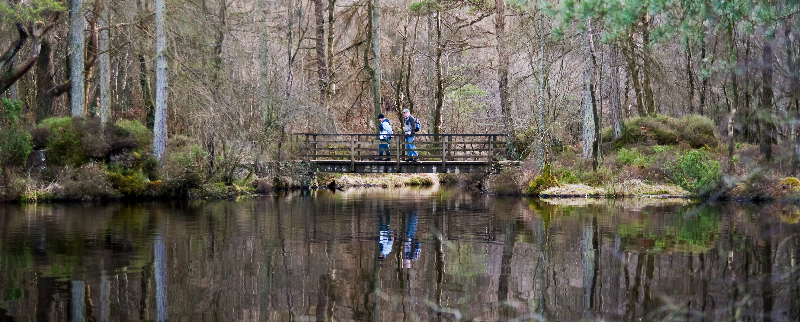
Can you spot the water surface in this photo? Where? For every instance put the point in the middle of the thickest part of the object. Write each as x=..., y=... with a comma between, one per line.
x=400, y=255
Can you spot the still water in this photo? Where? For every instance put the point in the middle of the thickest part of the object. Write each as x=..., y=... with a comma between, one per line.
x=400, y=255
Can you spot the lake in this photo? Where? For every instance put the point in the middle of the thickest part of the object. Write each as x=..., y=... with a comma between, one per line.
x=401, y=254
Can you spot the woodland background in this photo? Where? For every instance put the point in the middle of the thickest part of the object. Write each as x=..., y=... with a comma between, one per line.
x=242, y=76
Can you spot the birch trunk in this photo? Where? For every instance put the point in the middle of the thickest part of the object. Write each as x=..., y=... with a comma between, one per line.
x=160, y=122
x=77, y=25
x=105, y=68
x=376, y=70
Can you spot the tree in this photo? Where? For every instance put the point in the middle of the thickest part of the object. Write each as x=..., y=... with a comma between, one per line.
x=32, y=20
x=376, y=53
x=160, y=123
x=77, y=25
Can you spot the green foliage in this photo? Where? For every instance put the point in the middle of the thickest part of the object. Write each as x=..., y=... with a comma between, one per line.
x=696, y=172
x=543, y=181
x=632, y=157
x=15, y=143
x=697, y=131
x=134, y=128
x=507, y=182
x=63, y=143
x=129, y=182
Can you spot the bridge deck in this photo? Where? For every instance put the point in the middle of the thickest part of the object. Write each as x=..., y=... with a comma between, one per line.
x=401, y=167
x=440, y=153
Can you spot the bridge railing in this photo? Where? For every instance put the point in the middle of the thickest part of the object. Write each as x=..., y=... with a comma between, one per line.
x=429, y=147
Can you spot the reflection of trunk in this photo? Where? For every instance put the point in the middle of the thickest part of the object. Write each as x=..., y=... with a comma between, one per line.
x=503, y=291
x=45, y=305
x=322, y=298
x=590, y=258
x=160, y=271
x=633, y=297
x=147, y=273
x=78, y=298
x=648, y=303
x=765, y=258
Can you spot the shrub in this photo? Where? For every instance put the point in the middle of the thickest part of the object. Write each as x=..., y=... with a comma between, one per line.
x=543, y=181
x=93, y=142
x=130, y=134
x=697, y=131
x=15, y=143
x=63, y=144
x=696, y=172
x=129, y=182
x=632, y=157
x=507, y=182
x=87, y=183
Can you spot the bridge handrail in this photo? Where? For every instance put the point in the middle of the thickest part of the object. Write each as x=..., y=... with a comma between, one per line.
x=431, y=147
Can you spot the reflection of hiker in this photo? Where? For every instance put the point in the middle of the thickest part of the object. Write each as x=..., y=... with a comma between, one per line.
x=385, y=236
x=410, y=127
x=411, y=248
x=384, y=136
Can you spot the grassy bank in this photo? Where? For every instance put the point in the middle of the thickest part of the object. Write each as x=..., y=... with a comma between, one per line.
x=659, y=157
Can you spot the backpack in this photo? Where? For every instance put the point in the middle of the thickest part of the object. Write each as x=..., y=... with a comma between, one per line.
x=386, y=130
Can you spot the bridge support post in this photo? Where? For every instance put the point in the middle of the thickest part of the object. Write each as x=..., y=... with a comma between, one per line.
x=352, y=154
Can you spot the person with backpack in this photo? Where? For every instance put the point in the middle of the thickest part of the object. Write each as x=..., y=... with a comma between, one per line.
x=410, y=127
x=384, y=136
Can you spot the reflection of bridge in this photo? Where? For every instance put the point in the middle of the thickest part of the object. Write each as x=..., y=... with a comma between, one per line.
x=438, y=153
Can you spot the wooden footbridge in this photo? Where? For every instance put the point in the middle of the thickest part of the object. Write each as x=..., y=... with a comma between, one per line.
x=437, y=153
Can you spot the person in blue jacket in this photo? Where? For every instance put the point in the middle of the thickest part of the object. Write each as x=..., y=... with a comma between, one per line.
x=384, y=137
x=410, y=127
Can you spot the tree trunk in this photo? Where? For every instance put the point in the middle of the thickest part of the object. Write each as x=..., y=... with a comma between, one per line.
x=704, y=82
x=437, y=111
x=616, y=117
x=267, y=105
x=376, y=70
x=589, y=108
x=633, y=69
x=7, y=58
x=502, y=75
x=647, y=86
x=431, y=72
x=77, y=25
x=540, y=105
x=322, y=66
x=690, y=76
x=766, y=99
x=105, y=68
x=160, y=122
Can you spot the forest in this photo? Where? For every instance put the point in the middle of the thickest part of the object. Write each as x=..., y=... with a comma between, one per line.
x=222, y=83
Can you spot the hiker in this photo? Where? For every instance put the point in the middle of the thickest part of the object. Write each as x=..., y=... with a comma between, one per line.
x=384, y=136
x=410, y=127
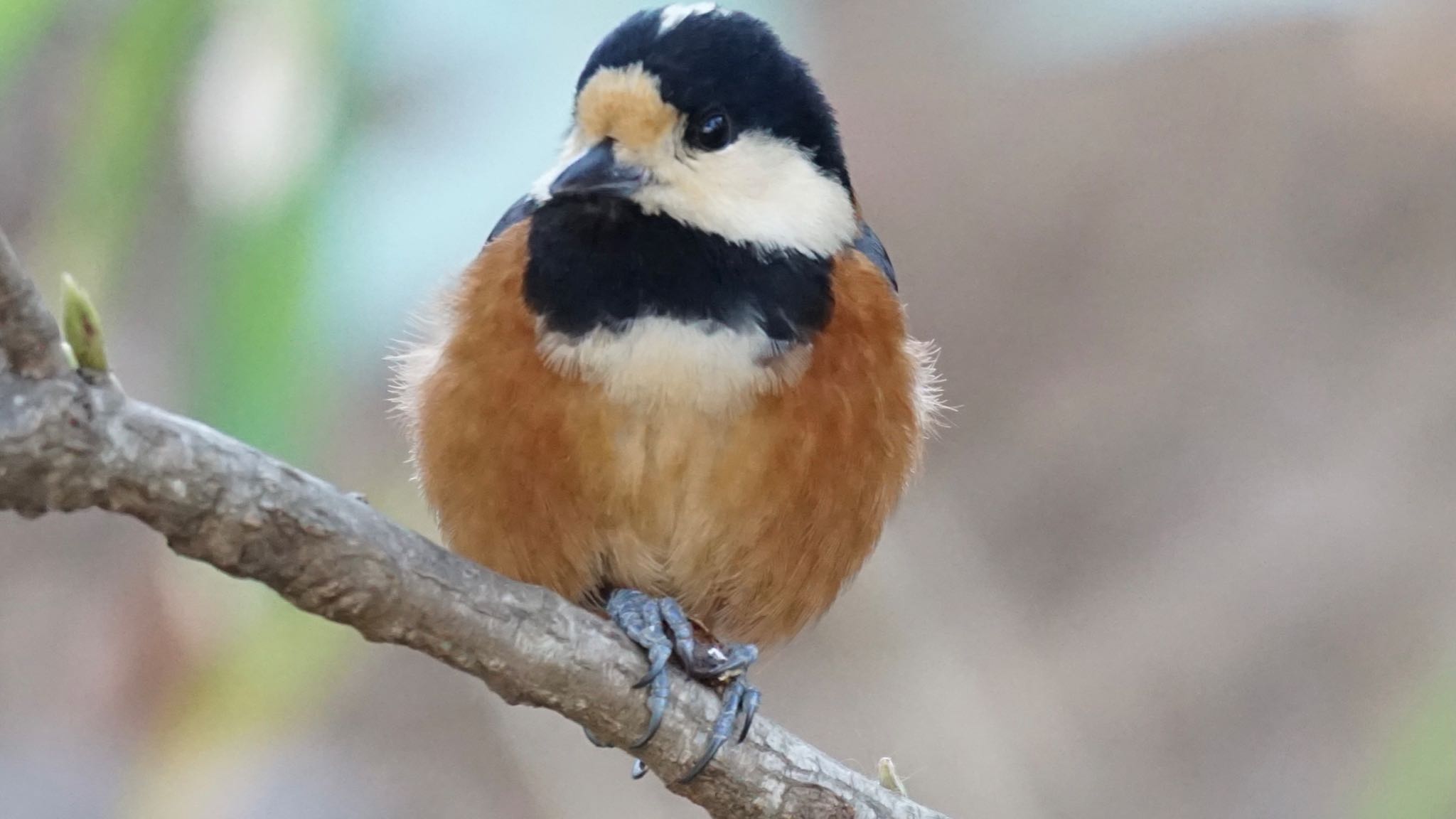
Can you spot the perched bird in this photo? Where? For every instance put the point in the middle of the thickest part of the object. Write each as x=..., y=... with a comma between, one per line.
x=676, y=384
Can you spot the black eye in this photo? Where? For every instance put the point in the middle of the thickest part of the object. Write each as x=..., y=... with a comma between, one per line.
x=712, y=132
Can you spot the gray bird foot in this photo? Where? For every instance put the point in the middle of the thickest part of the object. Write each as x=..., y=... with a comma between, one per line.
x=663, y=630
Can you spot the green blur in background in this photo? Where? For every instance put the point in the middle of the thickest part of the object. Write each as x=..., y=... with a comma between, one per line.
x=318, y=168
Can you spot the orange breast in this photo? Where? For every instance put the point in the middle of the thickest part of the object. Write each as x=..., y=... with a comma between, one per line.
x=753, y=519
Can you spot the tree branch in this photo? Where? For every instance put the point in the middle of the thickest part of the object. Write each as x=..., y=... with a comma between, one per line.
x=69, y=445
x=29, y=340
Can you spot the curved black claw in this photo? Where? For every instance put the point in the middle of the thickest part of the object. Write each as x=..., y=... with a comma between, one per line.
x=641, y=619
x=739, y=697
x=648, y=623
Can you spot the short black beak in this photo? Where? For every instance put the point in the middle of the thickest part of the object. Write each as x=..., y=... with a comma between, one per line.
x=599, y=173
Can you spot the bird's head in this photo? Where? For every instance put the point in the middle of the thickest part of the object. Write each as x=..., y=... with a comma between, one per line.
x=700, y=114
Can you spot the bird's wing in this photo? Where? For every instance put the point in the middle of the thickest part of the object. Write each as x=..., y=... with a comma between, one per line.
x=516, y=213
x=868, y=244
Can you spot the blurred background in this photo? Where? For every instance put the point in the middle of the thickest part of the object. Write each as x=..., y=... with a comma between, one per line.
x=1186, y=550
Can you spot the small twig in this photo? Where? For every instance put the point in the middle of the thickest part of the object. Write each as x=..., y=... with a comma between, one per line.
x=29, y=338
x=68, y=444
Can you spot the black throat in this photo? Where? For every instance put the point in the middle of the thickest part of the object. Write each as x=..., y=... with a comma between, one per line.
x=600, y=262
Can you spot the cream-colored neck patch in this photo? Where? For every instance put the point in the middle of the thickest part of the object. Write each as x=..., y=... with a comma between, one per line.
x=668, y=362
x=761, y=190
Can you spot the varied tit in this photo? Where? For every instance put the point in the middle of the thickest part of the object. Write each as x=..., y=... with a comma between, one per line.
x=676, y=384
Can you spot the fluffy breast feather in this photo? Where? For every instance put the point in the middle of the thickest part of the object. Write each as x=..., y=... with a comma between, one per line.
x=753, y=513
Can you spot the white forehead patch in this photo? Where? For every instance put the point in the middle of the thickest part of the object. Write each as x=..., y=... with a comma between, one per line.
x=680, y=12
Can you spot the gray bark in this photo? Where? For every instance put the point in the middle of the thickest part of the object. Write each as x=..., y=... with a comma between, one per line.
x=70, y=442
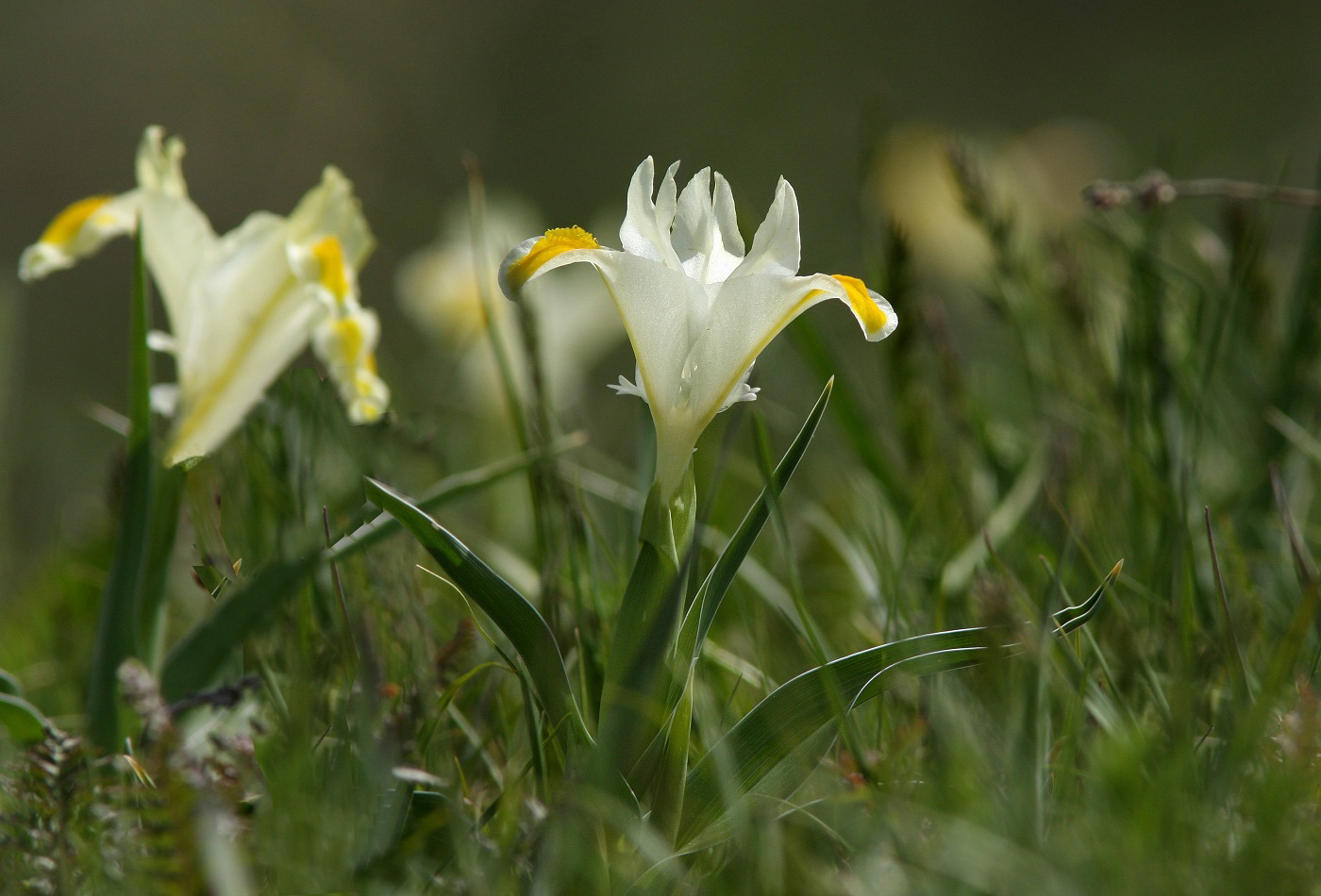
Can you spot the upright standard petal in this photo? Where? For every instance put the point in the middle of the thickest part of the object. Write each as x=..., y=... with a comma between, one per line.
x=241, y=307
x=696, y=310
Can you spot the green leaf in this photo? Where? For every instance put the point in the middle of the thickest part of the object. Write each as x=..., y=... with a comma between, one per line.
x=633, y=696
x=194, y=660
x=781, y=722
x=22, y=720
x=722, y=575
x=511, y=612
x=118, y=623
x=248, y=606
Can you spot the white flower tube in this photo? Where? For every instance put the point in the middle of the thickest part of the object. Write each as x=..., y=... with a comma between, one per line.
x=242, y=305
x=696, y=307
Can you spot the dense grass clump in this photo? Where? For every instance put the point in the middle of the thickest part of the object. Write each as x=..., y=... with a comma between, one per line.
x=333, y=703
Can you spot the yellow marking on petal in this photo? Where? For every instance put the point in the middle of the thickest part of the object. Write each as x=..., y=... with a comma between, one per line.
x=329, y=255
x=867, y=310
x=204, y=403
x=66, y=225
x=557, y=241
x=347, y=336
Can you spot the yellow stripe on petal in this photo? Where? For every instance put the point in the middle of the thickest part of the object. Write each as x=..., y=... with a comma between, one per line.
x=333, y=274
x=557, y=241
x=66, y=225
x=868, y=311
x=347, y=340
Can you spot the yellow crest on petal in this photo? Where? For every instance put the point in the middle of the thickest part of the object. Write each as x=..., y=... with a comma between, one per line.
x=66, y=225
x=347, y=340
x=333, y=271
x=557, y=241
x=867, y=310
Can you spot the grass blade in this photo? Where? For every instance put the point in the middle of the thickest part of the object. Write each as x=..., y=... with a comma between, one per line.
x=722, y=575
x=121, y=604
x=796, y=709
x=247, y=607
x=511, y=612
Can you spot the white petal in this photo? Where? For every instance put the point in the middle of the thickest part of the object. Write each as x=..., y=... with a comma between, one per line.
x=330, y=208
x=706, y=238
x=646, y=231
x=78, y=231
x=176, y=238
x=250, y=318
x=164, y=397
x=869, y=307
x=161, y=342
x=727, y=219
x=160, y=162
x=742, y=392
x=776, y=248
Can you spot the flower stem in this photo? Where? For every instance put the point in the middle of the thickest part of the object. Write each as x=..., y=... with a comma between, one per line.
x=646, y=625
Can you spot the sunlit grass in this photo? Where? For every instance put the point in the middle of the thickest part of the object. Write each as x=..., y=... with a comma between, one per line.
x=1133, y=384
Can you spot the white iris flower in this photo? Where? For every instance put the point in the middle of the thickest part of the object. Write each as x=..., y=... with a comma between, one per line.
x=242, y=305
x=696, y=307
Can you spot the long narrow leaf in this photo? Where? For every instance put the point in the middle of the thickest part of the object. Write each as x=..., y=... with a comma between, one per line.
x=116, y=625
x=795, y=710
x=193, y=661
x=511, y=612
x=722, y=575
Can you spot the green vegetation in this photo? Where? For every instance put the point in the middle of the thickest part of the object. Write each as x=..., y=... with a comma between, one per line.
x=329, y=700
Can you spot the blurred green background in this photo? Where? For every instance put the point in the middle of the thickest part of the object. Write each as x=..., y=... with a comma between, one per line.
x=559, y=102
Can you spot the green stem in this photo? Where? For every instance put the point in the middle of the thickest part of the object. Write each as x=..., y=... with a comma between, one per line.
x=118, y=625
x=633, y=696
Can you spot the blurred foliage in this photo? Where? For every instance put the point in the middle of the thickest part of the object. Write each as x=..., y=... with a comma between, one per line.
x=1067, y=387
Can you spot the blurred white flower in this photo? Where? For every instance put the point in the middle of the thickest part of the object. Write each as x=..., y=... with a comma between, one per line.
x=1034, y=177
x=440, y=288
x=697, y=310
x=242, y=305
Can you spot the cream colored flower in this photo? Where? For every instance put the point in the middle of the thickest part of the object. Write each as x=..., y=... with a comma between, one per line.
x=242, y=305
x=696, y=307
x=440, y=288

----------------

§ **TASK**: The required output is the span of lines from the one containing "Can you spot the blurred green" to the last line, reproduced character for character.

§ **ANSWER FOR THIS EXERCISE**:
Can you spot the blurred green background in this photo? Where? For every instance put the point in the middle of the thickest part of the object. Write each as x=..., y=... with a comma between, one per line.
x=559, y=102
Can you spot the green stem in this photo? Where? For every instance put the point in the middle of the thickest part of the object. Write each as x=..., y=... with a comma between, one per line.
x=118, y=625
x=633, y=696
Can you spot the blurred foliage in this photo? Where? For every instance put the point in the middle of the thickest part of the object. Write each as x=..., y=... with a comma between, one per line.
x=1067, y=387
Can you spot the blurred white flower in this photo? Where? For every instance put the point in the middle of the thickest part of the object. Write each as x=..., y=... with a comma between, one per line.
x=1034, y=177
x=440, y=288
x=697, y=310
x=242, y=305
Can you spot the cream colored flower in this photo? Where? For every instance put the point in the middle of the thickest part of the object. Write each as x=..., y=... with a comma between, one per line.
x=242, y=305
x=696, y=307
x=440, y=288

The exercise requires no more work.